§ Directions
1. Please reproduce the stretch of the servicer provisions from "The Servicer shall, upon" through "PRINCIPAL AND INTEREST ACCOUNT.".
2. Answer these questions using the servicer provisions:
(a) By what point must the Servicer deposit receipts into the Principal and Interest Account?
(b) Who selects the Designated Depository Institution if the Servicer fails to name a successor institution?
(c) Into how many separate sub-trusts is the Trust divided?
3. Decide whether each statement agrees with the servicer provisions, and quote the words that settle it:
(a) Investment earnings on funds in the Principal and Interest Account are for the account of the Trustee.
(b) The Principal and Interest Account must be an Eligible Account.
(c) The Trustee bears the expense of delivering records relating to each Sub-Servicing Agreement to the assuming party.

++++ Document

The Servicer shall, upon the reasonable request of the Trustee, but at the
expense of the Servicer, deliver to the assuming party documents and records
relating to each Sub-Servicing Agreement and an accounting of amounts collected
and held by it and otherwise use its best reasonable efforts to effect the
orderly and efficient transfer of the Sub-Servicing Agreements to the assuming
party.
Section 8.08. PRINCIPAL AND INTEREST ACCOUNT.
(a) The Servicer shall establish and maintain at one or more Designated
Depository Institutions the Principal and Interest Account to be held as a trust
account. The Principal and Interest Account shall be an Eligible Account. Each
Principal and Interest Account shall be identified on the records of the
Designated Depository Institution as follows: Norwest Bank Minnesota, National
Association, as Trustee on behalf of MBIA Insurance Corporation and the Owners
of the Centex Home Equity Loan Trust 1999-1 Home Equity Loan Asset-Backed
Certificates. If the institution at any time holding the Principal and Interest
Account ceases to be eligible as a Designated Depository Institution hereunder,
then the Servicer shall immediately be required to name a successor institution
meeting the requirements for a Designated Depository Institution hereunder. If
the Servicer fails to name such a successor institution, then the Principal and
Interest Account shall thenceforth be held as a trust account with a qualifying
Designated Depository Institution selected by the Trustee. The Servicer shall
notify the Trustee, the Certificate Insurer and the Owners if there is a change
in the name, account number or institution holding the Principal and Interest
Account.
Subject to Subsection (c) below, the Servicer shall deposit all receipts
required pursuant to Subsection (c) below and related to the Home Equity Loans
to the Principal and Interest Account on a daily basis (but no later than the
first Business Day after receipt).
(b) All funds in the Principal and Interest Account shall be held (i)
uninvested up to the amount insured by the FDIC or (ii) invested in Eligible
Investments. Any investments of funds in the Principal and Interest Account
shall mature or be withdrawable at par on or prior to the immediately succeeding
Monthly Remittance Date. The Principal and Interest Account shall be held in
trust in the name of the Trust for the benefit of the Owners. The Trust shall be
divided into two separate sub-trusts; one for Group I and any Trust assets
allocable to such Group I and the other for Group II and any Trust assets
allocable to such Group II. Any investment earnings on funds held in the
Principal and Interest Account shall be for the account of the Servicer and may
only be withdrawn from the Principal and Interest Account by the Servicer
immediately following the remittance of the Monthly Remittance Amount (and the
Total Monthly Excess Spread included therein) by the Servicer in accordance with
the terms hereof. Any investment losses on amounts held in the Principal and
Interest Account shall be for the account of the Servicer and promptly upon the
realization of such loss shall be contributed by the Servicer to the Principal
and Interest Account. Any references herein to amounts on deposit in the
Principal and Interest Account shall refer to amounts net of such investment
earnings.

++++++++
++++ Recorded data

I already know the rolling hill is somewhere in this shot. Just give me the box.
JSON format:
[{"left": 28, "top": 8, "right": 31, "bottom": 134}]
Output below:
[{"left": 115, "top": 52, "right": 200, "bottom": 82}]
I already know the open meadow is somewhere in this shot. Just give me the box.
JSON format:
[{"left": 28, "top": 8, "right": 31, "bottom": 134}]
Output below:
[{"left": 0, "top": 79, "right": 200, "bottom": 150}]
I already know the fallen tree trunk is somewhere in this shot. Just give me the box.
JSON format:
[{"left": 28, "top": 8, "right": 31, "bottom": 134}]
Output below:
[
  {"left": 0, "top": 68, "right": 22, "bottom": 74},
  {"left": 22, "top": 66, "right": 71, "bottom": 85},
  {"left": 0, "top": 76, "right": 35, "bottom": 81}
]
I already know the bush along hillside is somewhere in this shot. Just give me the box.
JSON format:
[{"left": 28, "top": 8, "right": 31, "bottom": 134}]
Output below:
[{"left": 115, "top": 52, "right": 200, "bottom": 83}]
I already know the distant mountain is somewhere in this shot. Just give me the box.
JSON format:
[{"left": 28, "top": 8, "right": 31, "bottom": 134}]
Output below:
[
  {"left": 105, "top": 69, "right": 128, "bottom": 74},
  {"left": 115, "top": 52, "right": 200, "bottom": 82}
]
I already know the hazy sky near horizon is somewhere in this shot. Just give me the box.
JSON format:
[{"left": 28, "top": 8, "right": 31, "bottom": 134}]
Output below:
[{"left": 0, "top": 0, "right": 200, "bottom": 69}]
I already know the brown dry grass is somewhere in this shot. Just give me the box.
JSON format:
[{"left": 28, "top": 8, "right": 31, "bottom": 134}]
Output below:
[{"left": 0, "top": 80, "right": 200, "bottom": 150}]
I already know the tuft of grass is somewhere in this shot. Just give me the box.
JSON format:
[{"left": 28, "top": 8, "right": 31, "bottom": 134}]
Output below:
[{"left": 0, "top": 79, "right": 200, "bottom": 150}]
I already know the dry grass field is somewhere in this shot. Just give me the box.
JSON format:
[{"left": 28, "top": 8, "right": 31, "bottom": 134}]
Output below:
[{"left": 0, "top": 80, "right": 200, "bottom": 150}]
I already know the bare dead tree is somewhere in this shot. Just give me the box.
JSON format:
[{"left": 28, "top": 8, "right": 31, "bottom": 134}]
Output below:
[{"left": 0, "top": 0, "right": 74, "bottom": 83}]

++++++++

§ Answers below
1.
The Servicer shall, upon the reasonable request of the Trustee, but at the
expense of the Servicer, deliver to the assuming party documents and records
relating to each Sub-Servicing Agreement and an accounting of amounts collected
and held by it and otherwise use its best reasonable efforts to effect the
orderly and efficient transfer of the Sub-Servicing Agreements to the assuming
party.
Section 8.08. PRINCIPAL AND INTEREST ACCOUNT.

2.
(a) No later than the first Business Day after receipt.
(b) The Trustee.
(c) Two.

3.
(a) No: "Any investment earnings on funds held in the Principal and Interest Account shall be for the account of the Servicer"
(b) Yes: "The Principal and Interest Account shall be an Eligible Account."
(c) No: "but at the expense of the Servicer"